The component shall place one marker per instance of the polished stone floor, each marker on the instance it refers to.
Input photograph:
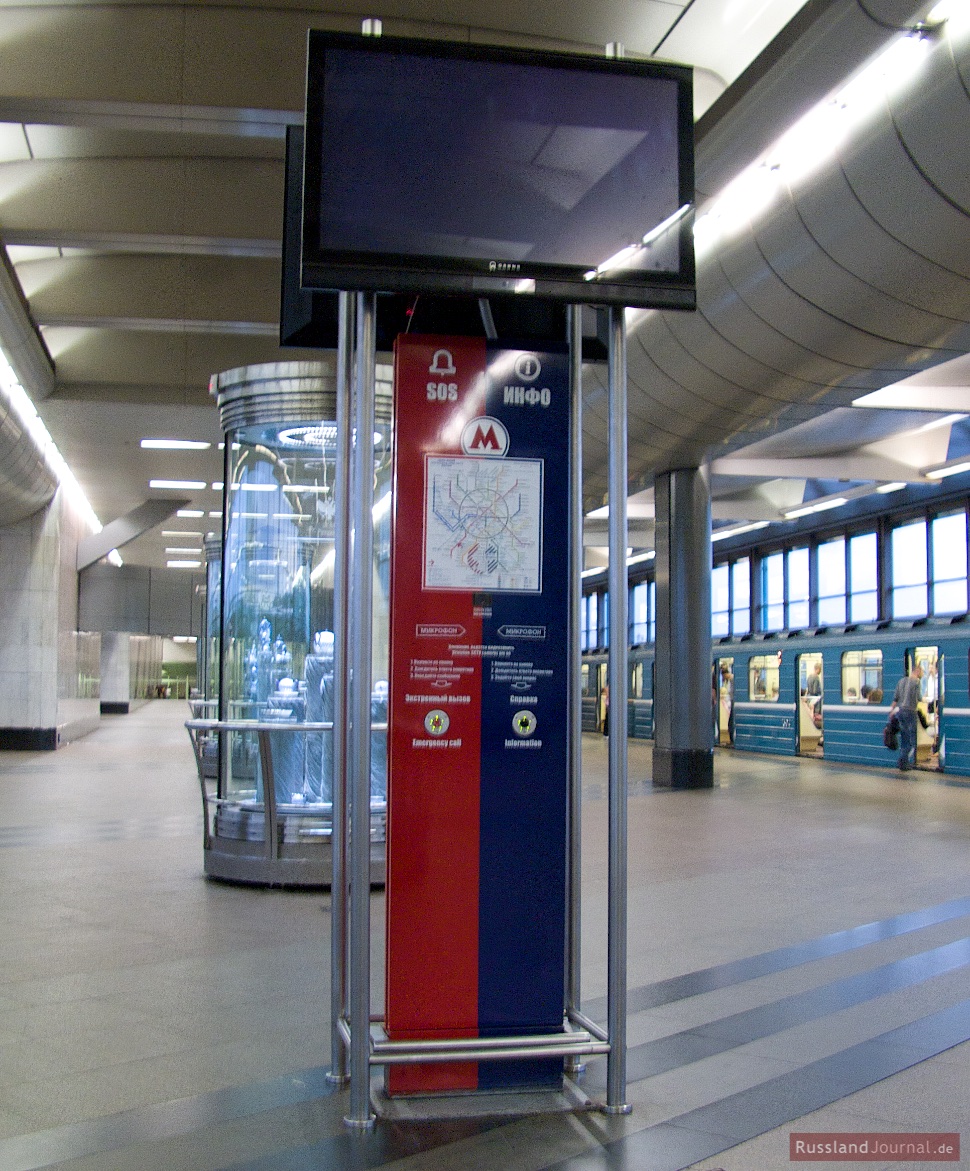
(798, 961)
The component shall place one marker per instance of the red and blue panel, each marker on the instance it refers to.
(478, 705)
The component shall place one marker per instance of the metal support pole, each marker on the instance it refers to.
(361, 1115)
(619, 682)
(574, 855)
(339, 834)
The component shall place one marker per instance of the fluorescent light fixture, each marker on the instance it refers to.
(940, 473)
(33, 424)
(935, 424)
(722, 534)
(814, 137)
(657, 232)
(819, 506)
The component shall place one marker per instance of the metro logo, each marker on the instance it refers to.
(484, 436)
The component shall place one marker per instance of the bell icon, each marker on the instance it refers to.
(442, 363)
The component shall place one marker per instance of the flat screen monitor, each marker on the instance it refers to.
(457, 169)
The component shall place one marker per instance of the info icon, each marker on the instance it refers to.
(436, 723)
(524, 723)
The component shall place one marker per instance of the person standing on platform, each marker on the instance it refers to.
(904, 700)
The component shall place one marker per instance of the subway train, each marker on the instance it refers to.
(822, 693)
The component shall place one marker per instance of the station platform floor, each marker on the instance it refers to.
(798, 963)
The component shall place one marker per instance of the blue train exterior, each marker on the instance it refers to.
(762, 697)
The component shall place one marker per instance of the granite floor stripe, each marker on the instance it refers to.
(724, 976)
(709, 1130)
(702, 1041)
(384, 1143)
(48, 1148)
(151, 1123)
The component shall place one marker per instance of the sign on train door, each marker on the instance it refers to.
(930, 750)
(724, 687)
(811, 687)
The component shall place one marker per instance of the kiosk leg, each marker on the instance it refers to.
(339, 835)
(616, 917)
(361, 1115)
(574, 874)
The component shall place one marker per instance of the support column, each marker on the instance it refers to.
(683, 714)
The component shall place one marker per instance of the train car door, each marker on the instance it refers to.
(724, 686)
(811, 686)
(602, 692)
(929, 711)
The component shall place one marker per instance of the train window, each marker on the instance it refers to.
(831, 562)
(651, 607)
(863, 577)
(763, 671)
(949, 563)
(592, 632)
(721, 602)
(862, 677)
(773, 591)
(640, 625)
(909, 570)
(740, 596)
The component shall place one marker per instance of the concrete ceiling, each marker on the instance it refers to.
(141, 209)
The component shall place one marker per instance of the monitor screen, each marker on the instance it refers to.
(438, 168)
======
From the first line to the last, repeat the records exactly and skip the pictures.

■ **Solution to this problem**:
The component shall place one marker per instance of the polished stone floor, each marker on the instance it refers to.
Input photograph:
(798, 961)
The component shall place one marker per instance of the red and blue panel, each marker on the instance it refers to.
(478, 705)
The component shall place one marker per instance of the metal support pole, each marker on the instance it refers to.
(361, 1115)
(619, 682)
(574, 855)
(339, 834)
The component shall place one marker per instance of the fluorescent light fixture, each marker on the instance it refers to.
(940, 473)
(33, 424)
(935, 424)
(722, 534)
(814, 137)
(657, 232)
(819, 506)
The component shall place one marker per instance of the metro logo, each marker on the instance it refers to.
(484, 436)
The component shall place one marker per instance of the bell icon, each marker on the instance it refers to.
(442, 363)
The component shall place one marker per instance of the flat screen monitor, each marker on the instance it refers to.
(457, 169)
The component shall place one marker per instance of the info icon, each marker on the instance it refers to.
(436, 723)
(524, 723)
The component shall place one marker per instance of the person standing on platform, each marker on the instance it refers to.
(904, 700)
The component shall place one marker per instance of the subway train, each marker on the instance it refers to.
(822, 693)
The component shall place one marker per instance of the station platform floor, each marker on the instance it refers to.
(798, 963)
The component shall place one marker per instance of the blue train exterior, each marker on the instance it refers to.
(762, 697)
The component shall place one marker per instance of the granite floor stripe, each marker on the instance it refers to.
(724, 976)
(709, 1130)
(702, 1041)
(384, 1143)
(48, 1148)
(151, 1123)
The component shall place one marker per instance of the sign on train door, each marker on the instance it refers to.
(930, 750)
(724, 687)
(811, 687)
The component shall place one marker per instance of the kiosk leg, each marker on the instance it refers to.
(339, 835)
(616, 917)
(361, 1115)
(574, 874)
The component shall place one marker per instance of the support column, each marker on the instance it refers to.
(683, 714)
The component shall place one marker per instance of the train car door, each marker on the instance it refers to.
(724, 686)
(811, 686)
(602, 692)
(929, 711)
The component shall place one marker per instance of the train window, each marker on the instance it refers to.
(831, 562)
(651, 607)
(863, 577)
(763, 671)
(949, 563)
(592, 632)
(721, 602)
(862, 677)
(773, 591)
(640, 625)
(909, 570)
(740, 596)
The component shall place one marker per instance of the concrete ceiling, each marker on the instance it refers to.
(141, 209)
The component shall place one marker per instance of the monitor screen, each marker on the instance it refers to.
(438, 168)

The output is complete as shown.